**What is being asked:** Copy out, word for word, the lines from the line with "Query: bowl's curved side" to the line with "Mark the region of every instance of the bowl's", including both of those lines, and nothing else from the entries below.

**Records for the task:**
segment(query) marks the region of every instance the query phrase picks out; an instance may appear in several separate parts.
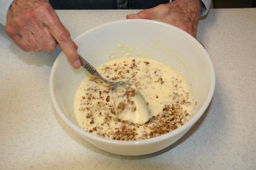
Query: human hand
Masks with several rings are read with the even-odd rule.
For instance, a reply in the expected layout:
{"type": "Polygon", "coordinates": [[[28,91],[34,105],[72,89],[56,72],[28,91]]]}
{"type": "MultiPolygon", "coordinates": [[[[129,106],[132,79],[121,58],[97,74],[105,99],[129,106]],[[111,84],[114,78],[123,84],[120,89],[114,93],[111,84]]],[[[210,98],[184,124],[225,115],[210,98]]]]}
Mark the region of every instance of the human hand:
{"type": "Polygon", "coordinates": [[[51,52],[59,45],[72,66],[81,63],[78,47],[47,0],[15,0],[8,14],[5,31],[26,52],[51,52]]]}
{"type": "Polygon", "coordinates": [[[185,31],[196,39],[202,4],[200,0],[176,0],[126,16],[127,19],[159,19],[185,31]]]}

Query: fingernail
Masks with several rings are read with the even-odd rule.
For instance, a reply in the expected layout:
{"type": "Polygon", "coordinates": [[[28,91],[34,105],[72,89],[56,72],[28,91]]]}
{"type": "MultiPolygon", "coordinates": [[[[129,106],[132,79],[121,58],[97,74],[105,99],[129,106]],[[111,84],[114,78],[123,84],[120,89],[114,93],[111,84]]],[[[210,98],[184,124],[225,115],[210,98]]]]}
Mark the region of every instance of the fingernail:
{"type": "Polygon", "coordinates": [[[74,42],[74,45],[75,45],[75,48],[76,48],[76,49],[77,50],[77,49],[78,49],[78,46],[76,45],[76,43],[75,43],[75,42],[74,42]]]}
{"type": "Polygon", "coordinates": [[[79,68],[81,66],[81,63],[79,59],[75,61],[74,62],[73,62],[73,64],[75,66],[75,68],[79,68]]]}
{"type": "Polygon", "coordinates": [[[131,14],[127,15],[127,16],[129,17],[137,17],[138,16],[138,14],[131,14]]]}

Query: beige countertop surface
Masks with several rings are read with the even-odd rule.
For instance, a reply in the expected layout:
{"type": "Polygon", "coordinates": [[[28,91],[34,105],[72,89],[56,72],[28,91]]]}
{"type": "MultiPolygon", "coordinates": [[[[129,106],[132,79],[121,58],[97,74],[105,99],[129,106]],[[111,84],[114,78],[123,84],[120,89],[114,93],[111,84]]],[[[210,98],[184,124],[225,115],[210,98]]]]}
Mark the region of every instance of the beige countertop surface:
{"type": "MultiPolygon", "coordinates": [[[[139,10],[57,11],[73,38],[139,10]]],[[[215,90],[180,140],[152,154],[117,155],[92,145],[55,110],[49,92],[61,49],[26,53],[0,26],[0,169],[256,169],[256,8],[211,9],[198,37],[213,63],[215,90]]]]}

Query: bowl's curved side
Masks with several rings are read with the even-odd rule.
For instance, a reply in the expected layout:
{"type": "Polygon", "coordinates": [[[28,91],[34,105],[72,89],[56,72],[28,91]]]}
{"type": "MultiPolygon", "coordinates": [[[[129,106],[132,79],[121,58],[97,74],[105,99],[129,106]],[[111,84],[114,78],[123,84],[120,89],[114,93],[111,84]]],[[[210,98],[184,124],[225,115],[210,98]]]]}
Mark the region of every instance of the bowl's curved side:
{"type": "MultiPolygon", "coordinates": [[[[213,66],[209,55],[197,40],[185,31],[173,26],[160,22],[147,20],[116,21],[92,28],[79,36],[75,39],[74,41],[79,47],[79,52],[82,56],[88,57],[94,52],[96,53],[95,55],[97,58],[96,60],[92,60],[92,64],[97,66],[108,60],[108,59],[107,57],[107,59],[104,58],[106,54],[108,54],[110,50],[113,48],[113,45],[115,45],[114,47],[116,47],[120,43],[125,43],[125,39],[131,41],[140,37],[141,35],[137,34],[140,29],[145,29],[145,28],[147,28],[147,30],[143,31],[145,32],[141,34],[144,36],[143,38],[145,37],[145,40],[143,39],[143,40],[147,41],[145,43],[147,44],[146,45],[150,46],[150,42],[148,41],[152,37],[155,39],[157,35],[154,37],[152,35],[151,37],[148,37],[147,34],[149,34],[149,32],[151,32],[151,31],[155,32],[155,29],[159,27],[164,28],[162,32],[158,32],[158,34],[160,37],[161,37],[160,39],[163,40],[163,43],[168,43],[168,41],[165,39],[165,38],[166,39],[166,37],[162,35],[162,33],[164,32],[167,34],[168,31],[174,31],[175,34],[173,33],[172,35],[174,36],[174,35],[177,34],[175,38],[175,40],[177,40],[178,42],[182,42],[182,41],[185,40],[187,41],[185,43],[186,43],[186,45],[189,45],[190,43],[193,46],[192,48],[197,49],[198,51],[197,52],[202,53],[201,55],[204,59],[198,58],[200,60],[204,60],[204,63],[208,65],[207,66],[209,67],[207,71],[209,72],[209,75],[210,76],[208,79],[210,82],[207,94],[205,94],[206,99],[203,103],[201,103],[201,106],[197,113],[183,126],[166,134],[152,139],[140,141],[119,141],[103,139],[83,130],[79,128],[76,121],[73,113],[73,100],[77,87],[81,80],[87,76],[87,74],[85,73],[82,68],[79,70],[73,68],[62,52],[60,54],[53,64],[50,75],[49,88],[51,98],[56,110],[66,123],[75,131],[92,144],[103,150],[123,155],[141,155],[163,149],[178,140],[190,128],[203,114],[211,100],[215,87],[215,75],[213,66]],[[124,27],[122,30],[120,30],[122,27],[124,27]],[[125,31],[125,30],[127,31],[127,35],[122,35],[123,36],[121,37],[121,39],[117,37],[118,36],[123,34],[123,31],[125,31]],[[134,34],[135,34],[136,36],[134,34]],[[102,37],[104,35],[106,36],[102,39],[98,38],[99,40],[95,40],[95,36],[102,37]],[[114,37],[110,40],[111,35],[114,37]],[[181,37],[181,40],[180,40],[178,39],[179,36],[181,37]],[[111,40],[114,42],[112,43],[111,40]],[[101,49],[102,45],[105,44],[106,45],[102,50],[97,50],[101,49]],[[99,45],[99,47],[95,47],[95,44],[99,45]],[[105,55],[102,55],[102,54],[104,54],[105,55]]],[[[139,40],[135,45],[140,45],[140,44],[143,43],[143,41],[141,39],[139,40]]],[[[130,42],[128,42],[128,43],[129,43],[130,42]]],[[[175,42],[174,43],[175,44],[175,42]]],[[[143,46],[141,46],[142,48],[147,50],[147,47],[143,46]]],[[[175,46],[179,47],[177,44],[175,46]]],[[[177,51],[182,52],[184,49],[186,49],[186,47],[176,47],[178,48],[177,51]]],[[[149,55],[151,56],[151,57],[153,57],[152,56],[154,56],[154,55],[151,54],[149,54],[149,55]]],[[[158,58],[157,58],[157,60],[161,60],[160,57],[158,58]]],[[[178,69],[180,68],[178,68],[178,69]]]]}

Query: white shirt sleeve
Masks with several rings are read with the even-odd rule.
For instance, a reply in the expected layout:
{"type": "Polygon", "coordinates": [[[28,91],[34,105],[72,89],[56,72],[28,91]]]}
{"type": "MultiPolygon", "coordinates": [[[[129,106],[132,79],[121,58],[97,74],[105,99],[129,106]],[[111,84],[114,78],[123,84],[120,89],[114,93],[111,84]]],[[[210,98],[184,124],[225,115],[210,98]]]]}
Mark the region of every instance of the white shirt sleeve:
{"type": "Polygon", "coordinates": [[[7,12],[14,0],[0,0],[0,23],[5,26],[6,24],[7,12]]]}
{"type": "MultiPolygon", "coordinates": [[[[174,1],[175,0],[170,0],[170,2],[174,1]]],[[[210,6],[211,5],[211,0],[201,0],[203,3],[203,8],[201,11],[201,16],[207,14],[209,11],[210,6]]]]}

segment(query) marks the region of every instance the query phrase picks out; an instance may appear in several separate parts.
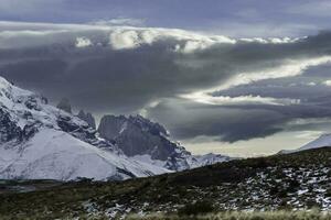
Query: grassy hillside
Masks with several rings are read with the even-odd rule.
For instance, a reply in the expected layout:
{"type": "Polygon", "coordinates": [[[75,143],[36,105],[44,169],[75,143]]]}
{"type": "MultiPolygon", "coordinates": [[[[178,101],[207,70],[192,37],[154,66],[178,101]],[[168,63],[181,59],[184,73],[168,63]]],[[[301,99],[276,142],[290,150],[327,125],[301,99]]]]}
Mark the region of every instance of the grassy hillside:
{"type": "Polygon", "coordinates": [[[330,168],[331,147],[232,161],[120,183],[2,182],[0,217],[38,215],[50,219],[158,211],[185,216],[228,210],[329,210],[330,168]],[[22,185],[31,186],[33,191],[22,193],[22,185]]]}

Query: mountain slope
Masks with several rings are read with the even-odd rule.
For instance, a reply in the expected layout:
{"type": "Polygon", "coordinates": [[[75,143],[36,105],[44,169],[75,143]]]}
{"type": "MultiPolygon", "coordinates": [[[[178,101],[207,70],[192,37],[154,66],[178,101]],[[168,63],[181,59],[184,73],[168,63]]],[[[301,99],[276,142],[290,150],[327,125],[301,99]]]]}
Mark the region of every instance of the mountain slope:
{"type": "Polygon", "coordinates": [[[323,147],[119,183],[50,183],[47,189],[25,194],[12,194],[13,188],[19,191],[20,186],[38,184],[4,183],[0,213],[54,215],[60,219],[79,215],[122,218],[131,212],[173,213],[195,201],[205,201],[215,211],[327,211],[331,210],[330,158],[331,148],[323,147]]]}
{"type": "Polygon", "coordinates": [[[126,179],[169,172],[129,160],[85,121],[0,78],[0,178],[126,179]]]}
{"type": "Polygon", "coordinates": [[[127,156],[171,170],[184,170],[232,160],[218,154],[192,155],[171,141],[169,132],[161,124],[141,116],[104,116],[98,132],[102,138],[116,143],[127,156]]]}

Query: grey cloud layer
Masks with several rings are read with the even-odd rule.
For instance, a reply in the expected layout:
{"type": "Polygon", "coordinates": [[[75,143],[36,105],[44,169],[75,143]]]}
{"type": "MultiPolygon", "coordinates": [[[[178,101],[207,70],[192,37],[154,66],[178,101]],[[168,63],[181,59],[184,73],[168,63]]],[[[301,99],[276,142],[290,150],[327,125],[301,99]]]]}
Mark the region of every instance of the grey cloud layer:
{"type": "MultiPolygon", "coordinates": [[[[210,106],[178,98],[181,94],[222,86],[237,76],[257,80],[256,73],[269,69],[276,69],[269,77],[277,78],[277,69],[288,62],[300,64],[328,57],[329,32],[285,43],[147,28],[1,25],[2,76],[53,100],[67,97],[75,106],[98,113],[145,109],[180,139],[210,135],[229,142],[247,140],[280,131],[291,119],[329,117],[331,112],[328,105],[316,108],[313,101],[289,106],[210,106]],[[77,47],[77,37],[84,37],[85,44],[77,47]],[[159,103],[148,107],[153,101],[159,103]]],[[[293,67],[279,76],[291,76],[293,67]]],[[[297,74],[301,74],[300,68],[297,74]]],[[[323,91],[328,97],[329,90],[323,91]]],[[[254,84],[214,94],[245,95],[298,98],[290,90],[273,91],[254,84]]]]}

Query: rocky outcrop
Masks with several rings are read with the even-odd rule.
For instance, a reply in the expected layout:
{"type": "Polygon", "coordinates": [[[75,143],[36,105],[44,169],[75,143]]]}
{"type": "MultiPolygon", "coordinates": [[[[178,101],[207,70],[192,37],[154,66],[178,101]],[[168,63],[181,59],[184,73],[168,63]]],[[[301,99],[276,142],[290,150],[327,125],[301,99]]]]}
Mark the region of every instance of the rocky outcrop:
{"type": "Polygon", "coordinates": [[[61,109],[67,113],[72,113],[72,106],[68,99],[63,98],[56,106],[57,109],[61,109]]]}
{"type": "Polygon", "coordinates": [[[166,161],[178,147],[167,139],[162,125],[141,116],[105,116],[98,132],[102,138],[115,141],[128,156],[148,154],[152,160],[166,161]]]}
{"type": "Polygon", "coordinates": [[[183,146],[172,142],[162,125],[141,116],[105,116],[98,132],[102,138],[115,143],[127,156],[142,162],[149,161],[150,157],[170,170],[190,169],[232,160],[218,154],[192,155],[183,146]]]}
{"type": "Polygon", "coordinates": [[[84,112],[84,110],[81,110],[77,114],[77,117],[79,119],[82,119],[83,121],[86,121],[88,123],[88,125],[90,125],[93,129],[96,129],[95,125],[95,118],[92,116],[92,113],[89,112],[84,112]]]}

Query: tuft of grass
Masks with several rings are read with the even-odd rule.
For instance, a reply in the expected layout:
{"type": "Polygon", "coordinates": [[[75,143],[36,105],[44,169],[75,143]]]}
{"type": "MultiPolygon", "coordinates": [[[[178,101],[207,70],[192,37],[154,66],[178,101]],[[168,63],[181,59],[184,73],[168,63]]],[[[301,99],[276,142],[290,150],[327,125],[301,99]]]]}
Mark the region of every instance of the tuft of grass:
{"type": "Polygon", "coordinates": [[[310,211],[232,211],[197,216],[153,213],[145,217],[128,216],[127,220],[331,220],[330,212],[310,211]]]}

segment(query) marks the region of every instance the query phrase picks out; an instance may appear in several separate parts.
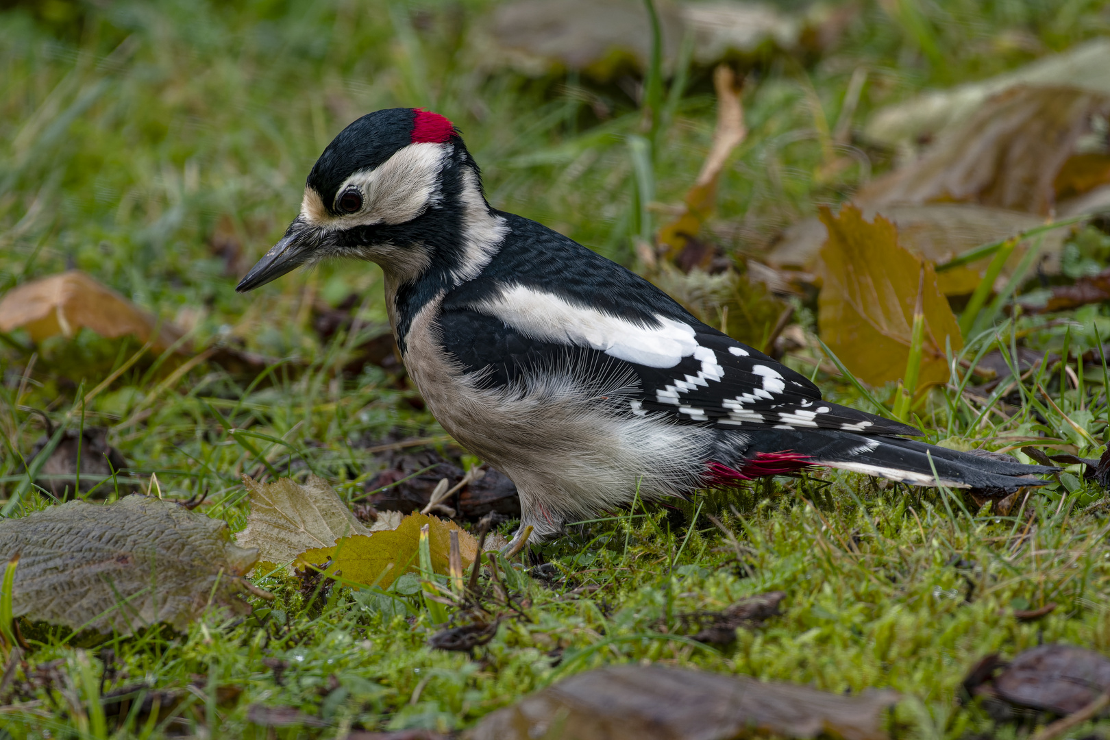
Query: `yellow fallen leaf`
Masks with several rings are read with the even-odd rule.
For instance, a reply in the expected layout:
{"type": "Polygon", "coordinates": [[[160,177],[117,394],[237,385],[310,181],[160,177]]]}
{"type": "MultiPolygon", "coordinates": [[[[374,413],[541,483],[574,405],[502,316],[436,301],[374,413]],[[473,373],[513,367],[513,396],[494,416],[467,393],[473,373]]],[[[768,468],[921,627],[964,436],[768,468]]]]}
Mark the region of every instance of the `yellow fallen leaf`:
{"type": "Polygon", "coordinates": [[[0,332],[26,328],[34,342],[61,334],[71,337],[82,327],[114,338],[134,334],[147,342],[158,330],[153,347],[162,351],[181,338],[181,331],[131,303],[80,270],[23,283],[0,298],[0,332]]]}
{"type": "MultiPolygon", "coordinates": [[[[265,562],[284,564],[310,547],[330,548],[337,538],[370,533],[323,478],[310,475],[255,483],[243,476],[251,513],[235,538],[240,547],[256,547],[265,562]]],[[[323,562],[323,560],[321,560],[323,562]]]]}
{"type": "Polygon", "coordinates": [[[451,553],[452,530],[458,533],[458,550],[463,556],[463,567],[470,567],[477,556],[478,544],[474,536],[454,521],[411,514],[401,520],[396,529],[375,531],[371,535],[354,535],[335,540],[334,547],[306,550],[299,556],[304,564],[320,565],[332,561],[344,581],[377,585],[387,588],[403,572],[418,571],[420,529],[428,525],[428,544],[432,549],[432,568],[437,574],[447,575],[447,558],[451,553]]]}
{"type": "Polygon", "coordinates": [[[829,348],[870,385],[901,378],[920,285],[925,342],[918,387],[946,383],[945,342],[956,352],[963,339],[948,301],[937,287],[932,264],[900,246],[895,225],[881,215],[868,223],[859,209],[845,205],[839,216],[823,206],[820,217],[828,240],[820,252],[824,285],[818,323],[829,348]]]}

**Result of this task:**
Query: bowl's curved side
Masks with several rings are read with the even-odd rule.
For instance, a reply in the expected layout:
{"type": "Polygon", "coordinates": [[[28,91],[34,105],[72,89],[56,72],[28,91]]]}
{"type": "MultiPolygon", "coordinates": [[[[129,106],[132,79],[121,58],[97,74],[105,99],[129,106]],[[111,84],[114,78],[123,84],[120,89],[114,93],[111,84]]],[[[210,98],[184,124],[225,115],[210,98]]]]}
Mark the region of every instance of the bowl's curved side:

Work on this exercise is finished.